Я принялась прежде всего за свои официальные обязанности. Восемнадцать дней из тридцати мне приходилось быть вне дома, в разъездах по деревням и селам, и эти дни давали мне возможность окунуться в бездну народной нищеты и горя. Я останавливалась обыкновенно в избе, называемой въезжей, куда тотчас же стекались больные, оповещенные подворно десятским или старостой. 30–40 пациентов моментально наполняли избу: тут были старые и молодые, большое число женщин, еще больше детей всякого возраста, которые оглашали воздух всевозможными криками и писком. Грязные, истощенные… на больных нельзя было смотреть равнодушно; болезни все застарелые: у взрослых на каждом шагу ревматизмы, головные боли, тянущиеся 10–15 лет; почти все страдали накожными болезнями — в редкой деревне были бани, в громадном большинстве случаев они заменялись мытьем в русской печке; неисправимые катары желудка и кишок, грудные хрипы, слышные на много шагов, сифилис, не щадящий никакого возраста, струпья, язвы без конца, и все это при такой невообразимой грязи жилища и одежды, при пище, столь нездоровой и скудной, что останавливаешься в отупении над вопросом: есть ли это жизнь животного или человека? Часто слезы текли у меня градом в микстуры и капли, которые я приготовляла для этих несчастных; их жизнь, казалось мне, немногим отличается от жизни сорока миллионов париев Индии, так мастерски описанной Жакольо[142].

УСЛОВИЕ ЗАДАНИЯ » Сколько дней из тридцати, согласно исходному тексту, приходилось проводить вне дома в разъездах по деревням и селам? Отвечайте, опираясь только на исходный текст.

СОХРАНЁННЫЕ ДАННЫЕ »
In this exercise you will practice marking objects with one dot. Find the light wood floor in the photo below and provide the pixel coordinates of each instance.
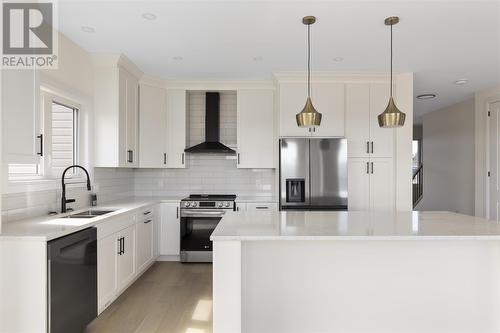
(170, 297)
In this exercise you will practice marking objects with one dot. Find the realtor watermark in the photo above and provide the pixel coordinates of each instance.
(29, 35)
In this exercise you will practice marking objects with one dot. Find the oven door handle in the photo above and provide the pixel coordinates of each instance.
(201, 213)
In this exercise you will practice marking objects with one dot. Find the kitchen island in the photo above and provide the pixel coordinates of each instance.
(356, 272)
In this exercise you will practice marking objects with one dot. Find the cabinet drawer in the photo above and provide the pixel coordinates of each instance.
(262, 206)
(114, 224)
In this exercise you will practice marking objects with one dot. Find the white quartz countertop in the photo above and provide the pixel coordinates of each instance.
(46, 228)
(351, 225)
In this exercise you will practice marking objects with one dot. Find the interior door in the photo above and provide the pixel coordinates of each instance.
(494, 146)
(328, 165)
(126, 261)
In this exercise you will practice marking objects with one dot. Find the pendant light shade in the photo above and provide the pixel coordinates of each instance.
(308, 117)
(392, 116)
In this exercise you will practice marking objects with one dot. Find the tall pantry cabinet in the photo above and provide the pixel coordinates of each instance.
(116, 121)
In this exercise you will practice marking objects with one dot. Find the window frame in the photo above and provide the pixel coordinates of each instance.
(45, 170)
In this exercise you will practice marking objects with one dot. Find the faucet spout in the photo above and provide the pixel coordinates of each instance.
(63, 185)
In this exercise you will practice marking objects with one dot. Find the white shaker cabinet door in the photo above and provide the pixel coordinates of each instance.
(107, 266)
(176, 128)
(152, 127)
(329, 100)
(381, 139)
(21, 116)
(358, 184)
(126, 261)
(382, 184)
(358, 119)
(170, 229)
(292, 98)
(255, 129)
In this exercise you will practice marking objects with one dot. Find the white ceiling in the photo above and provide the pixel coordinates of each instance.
(441, 41)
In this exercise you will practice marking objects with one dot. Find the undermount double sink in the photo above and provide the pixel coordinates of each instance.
(88, 214)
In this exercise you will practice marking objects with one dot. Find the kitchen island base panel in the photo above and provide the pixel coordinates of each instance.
(369, 286)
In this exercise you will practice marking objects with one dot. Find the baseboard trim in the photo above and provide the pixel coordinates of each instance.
(168, 258)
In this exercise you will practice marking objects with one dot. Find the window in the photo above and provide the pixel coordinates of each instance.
(59, 141)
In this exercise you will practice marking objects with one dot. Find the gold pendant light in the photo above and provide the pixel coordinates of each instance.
(308, 117)
(392, 116)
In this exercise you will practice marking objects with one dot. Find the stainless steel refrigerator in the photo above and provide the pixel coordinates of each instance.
(313, 174)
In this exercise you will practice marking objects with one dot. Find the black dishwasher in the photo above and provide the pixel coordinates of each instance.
(72, 281)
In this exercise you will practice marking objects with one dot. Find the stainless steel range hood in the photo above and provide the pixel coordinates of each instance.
(212, 126)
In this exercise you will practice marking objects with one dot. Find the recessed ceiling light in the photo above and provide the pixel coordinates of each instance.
(87, 29)
(461, 81)
(149, 16)
(426, 96)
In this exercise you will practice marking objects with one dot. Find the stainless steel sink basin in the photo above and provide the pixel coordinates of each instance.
(88, 214)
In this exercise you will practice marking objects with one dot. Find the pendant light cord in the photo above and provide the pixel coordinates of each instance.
(309, 60)
(391, 60)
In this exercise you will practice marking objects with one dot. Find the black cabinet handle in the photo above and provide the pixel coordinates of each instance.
(41, 144)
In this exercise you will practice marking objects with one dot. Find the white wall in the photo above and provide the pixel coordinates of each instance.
(482, 99)
(448, 158)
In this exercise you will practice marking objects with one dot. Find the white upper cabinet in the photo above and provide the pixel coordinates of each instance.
(176, 127)
(21, 116)
(152, 127)
(365, 101)
(382, 139)
(292, 98)
(358, 119)
(116, 121)
(255, 129)
(328, 98)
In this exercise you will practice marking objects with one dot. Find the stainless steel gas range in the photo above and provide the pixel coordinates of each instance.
(200, 215)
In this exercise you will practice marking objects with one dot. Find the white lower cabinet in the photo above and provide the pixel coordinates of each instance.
(371, 184)
(170, 229)
(126, 246)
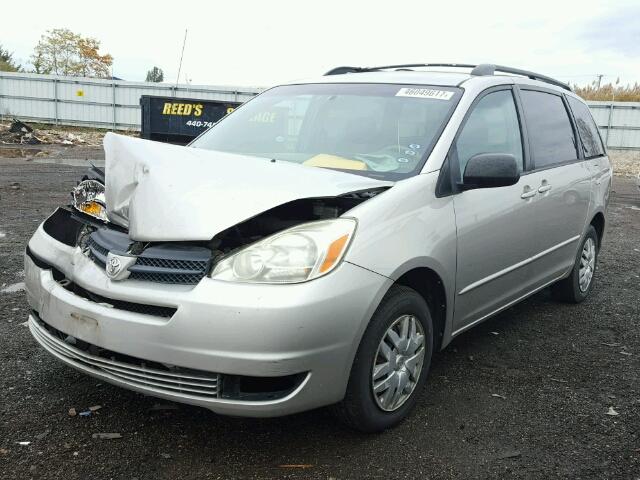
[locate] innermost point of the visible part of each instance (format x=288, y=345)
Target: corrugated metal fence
x=94, y=102
x=116, y=103
x=619, y=123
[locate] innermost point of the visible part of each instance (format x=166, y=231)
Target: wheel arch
x=430, y=285
x=598, y=222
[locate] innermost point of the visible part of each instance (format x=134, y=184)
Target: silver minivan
x=319, y=244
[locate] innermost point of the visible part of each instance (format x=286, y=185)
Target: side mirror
x=488, y=170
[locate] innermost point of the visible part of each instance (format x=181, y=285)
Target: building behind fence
x=115, y=104
x=94, y=102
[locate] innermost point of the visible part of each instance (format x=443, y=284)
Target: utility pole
x=184, y=42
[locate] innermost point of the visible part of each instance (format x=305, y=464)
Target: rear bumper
x=312, y=329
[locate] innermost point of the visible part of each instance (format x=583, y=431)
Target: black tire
x=568, y=289
x=359, y=409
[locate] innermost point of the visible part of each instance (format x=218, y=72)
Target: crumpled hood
x=163, y=192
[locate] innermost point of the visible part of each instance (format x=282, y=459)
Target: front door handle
x=528, y=192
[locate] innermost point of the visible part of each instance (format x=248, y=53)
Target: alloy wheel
x=398, y=363
x=587, y=264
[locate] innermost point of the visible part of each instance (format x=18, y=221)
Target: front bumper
x=312, y=329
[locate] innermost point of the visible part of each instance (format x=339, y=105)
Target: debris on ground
x=17, y=132
x=612, y=412
x=509, y=454
x=106, y=436
x=19, y=127
x=13, y=288
x=42, y=435
x=159, y=407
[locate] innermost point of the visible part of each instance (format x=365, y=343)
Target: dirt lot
x=557, y=368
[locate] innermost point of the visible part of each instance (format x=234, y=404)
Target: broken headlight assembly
x=88, y=197
x=295, y=255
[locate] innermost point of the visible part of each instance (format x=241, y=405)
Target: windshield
x=379, y=130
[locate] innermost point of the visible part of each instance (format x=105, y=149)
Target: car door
x=495, y=234
x=562, y=181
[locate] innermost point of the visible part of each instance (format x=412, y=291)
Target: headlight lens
x=295, y=255
x=88, y=197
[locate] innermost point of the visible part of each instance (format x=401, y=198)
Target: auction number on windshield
x=200, y=123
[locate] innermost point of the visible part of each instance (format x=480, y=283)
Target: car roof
x=439, y=77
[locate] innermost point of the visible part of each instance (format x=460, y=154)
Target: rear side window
x=492, y=127
x=591, y=143
x=551, y=137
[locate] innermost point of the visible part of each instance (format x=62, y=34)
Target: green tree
x=155, y=75
x=7, y=63
x=62, y=52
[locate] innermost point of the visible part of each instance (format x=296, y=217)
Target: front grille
x=166, y=270
x=151, y=376
x=97, y=252
x=161, y=263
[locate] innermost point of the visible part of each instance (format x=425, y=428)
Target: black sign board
x=180, y=120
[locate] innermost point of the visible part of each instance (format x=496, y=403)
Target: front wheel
x=391, y=365
x=576, y=287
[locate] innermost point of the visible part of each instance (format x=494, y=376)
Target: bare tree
x=62, y=52
x=7, y=63
x=155, y=75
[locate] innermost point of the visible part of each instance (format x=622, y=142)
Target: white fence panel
x=115, y=104
x=94, y=102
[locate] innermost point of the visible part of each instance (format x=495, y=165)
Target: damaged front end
x=187, y=262
x=276, y=239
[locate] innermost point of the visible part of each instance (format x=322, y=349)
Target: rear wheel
x=391, y=364
x=577, y=286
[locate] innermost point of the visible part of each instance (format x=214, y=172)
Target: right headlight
x=298, y=254
x=88, y=197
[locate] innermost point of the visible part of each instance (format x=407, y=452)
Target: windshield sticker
x=425, y=93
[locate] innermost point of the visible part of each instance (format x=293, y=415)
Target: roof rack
x=477, y=70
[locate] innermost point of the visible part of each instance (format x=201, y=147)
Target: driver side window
x=492, y=127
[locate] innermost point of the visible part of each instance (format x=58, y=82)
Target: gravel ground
x=556, y=368
x=625, y=162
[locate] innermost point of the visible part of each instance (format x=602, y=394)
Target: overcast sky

ПИСЬМЕННЫЙ ОТВЕТ » Восемнадцать дней из тридцати.